The request: Convert every line of the entries into a Markdown table with the columns Row and Line, numbering each row and skipping blank lines. Leave the pictures out.

─── Input records

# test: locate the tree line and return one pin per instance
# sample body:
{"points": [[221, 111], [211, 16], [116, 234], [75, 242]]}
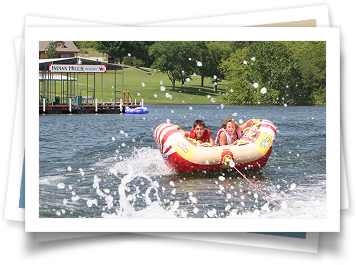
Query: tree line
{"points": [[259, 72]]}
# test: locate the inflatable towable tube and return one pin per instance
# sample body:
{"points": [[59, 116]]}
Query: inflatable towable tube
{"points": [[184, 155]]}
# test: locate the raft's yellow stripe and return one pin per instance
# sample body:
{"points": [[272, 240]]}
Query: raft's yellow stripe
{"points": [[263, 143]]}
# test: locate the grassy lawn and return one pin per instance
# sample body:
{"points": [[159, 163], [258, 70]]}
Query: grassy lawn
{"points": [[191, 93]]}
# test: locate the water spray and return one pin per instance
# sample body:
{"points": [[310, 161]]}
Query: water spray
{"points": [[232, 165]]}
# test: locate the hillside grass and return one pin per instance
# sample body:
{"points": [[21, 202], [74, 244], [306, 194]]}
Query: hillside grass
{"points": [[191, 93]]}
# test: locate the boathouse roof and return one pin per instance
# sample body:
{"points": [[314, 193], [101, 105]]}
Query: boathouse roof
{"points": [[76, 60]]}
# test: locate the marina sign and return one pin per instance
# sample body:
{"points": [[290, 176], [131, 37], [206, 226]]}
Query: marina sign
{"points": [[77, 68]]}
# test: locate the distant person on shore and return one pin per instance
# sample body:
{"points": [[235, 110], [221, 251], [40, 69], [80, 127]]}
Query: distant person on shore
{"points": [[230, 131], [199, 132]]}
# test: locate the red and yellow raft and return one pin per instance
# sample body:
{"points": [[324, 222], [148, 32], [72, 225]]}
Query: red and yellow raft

──────

The response:
| Row | Line |
|---|---|
| 1 | # test: locate the tree line and return one pin per instance |
| 2 | # sample body: |
| 3 | {"points": [[221, 111], [211, 16], [116, 234], [75, 242]]} |
| 4 | Query: tree line |
| 5 | {"points": [[259, 72]]} |
| 6 | # test: locate the inflatable towable tube and return one pin per instance |
| 7 | # sample body: |
| 8 | {"points": [[59, 116]]} |
| 9 | Query: inflatable towable tube |
| 10 | {"points": [[184, 155]]} |
| 11 | # test: locate the raft's yellow stripe and return one pin per instance |
| 12 | # sample body: |
| 13 | {"points": [[272, 240]]} |
| 14 | Query: raft's yellow stripe |
| 15 | {"points": [[263, 143]]} |
| 16 | # test: locate the grassy lawn and return one pin per instance |
| 17 | # sample body: |
| 18 | {"points": [[159, 163], [258, 70]]} |
| 19 | Query: grassy lawn |
| 20 | {"points": [[191, 93]]} |
| 21 | # test: locate the water spray and return one pin per instance |
| 22 | # sample body: |
| 23 | {"points": [[310, 161]]} |
| 24 | Query: water spray |
| 25 | {"points": [[232, 165]]} |
| 26 | # test: locate the hillside grass and return one pin per instance |
| 27 | # sample body: |
| 28 | {"points": [[21, 202], [74, 244], [306, 194]]} |
| 29 | Query: hillside grass |
| 30 | {"points": [[191, 93]]} |
| 31 | # test: locate the boathouse roof and return one pin per instance |
| 32 | # sample body: |
| 33 | {"points": [[314, 193], [101, 105]]} |
| 34 | Query: boathouse roof |
| 35 | {"points": [[76, 60]]} |
| 36 | # test: locate the marina sign and return one pin per instance |
| 37 | # sample body: |
| 38 | {"points": [[290, 176], [131, 37], [206, 226]]} |
| 39 | Query: marina sign |
| 40 | {"points": [[77, 68]]} |
| 41 | # test: locate the distant person on shore and return one pin per instance |
| 42 | # sample body: |
| 43 | {"points": [[235, 110], [221, 251], [40, 69], [80, 127]]} |
| 44 | Query: distant person on shore |
| 45 | {"points": [[230, 131], [199, 132]]} |
| 46 | # test: locate the red and yellow raft and return one pin per instance |
| 47 | # sample body: |
| 48 | {"points": [[324, 222], [148, 32], [72, 225]]} |
| 49 | Query: red and yellow raft |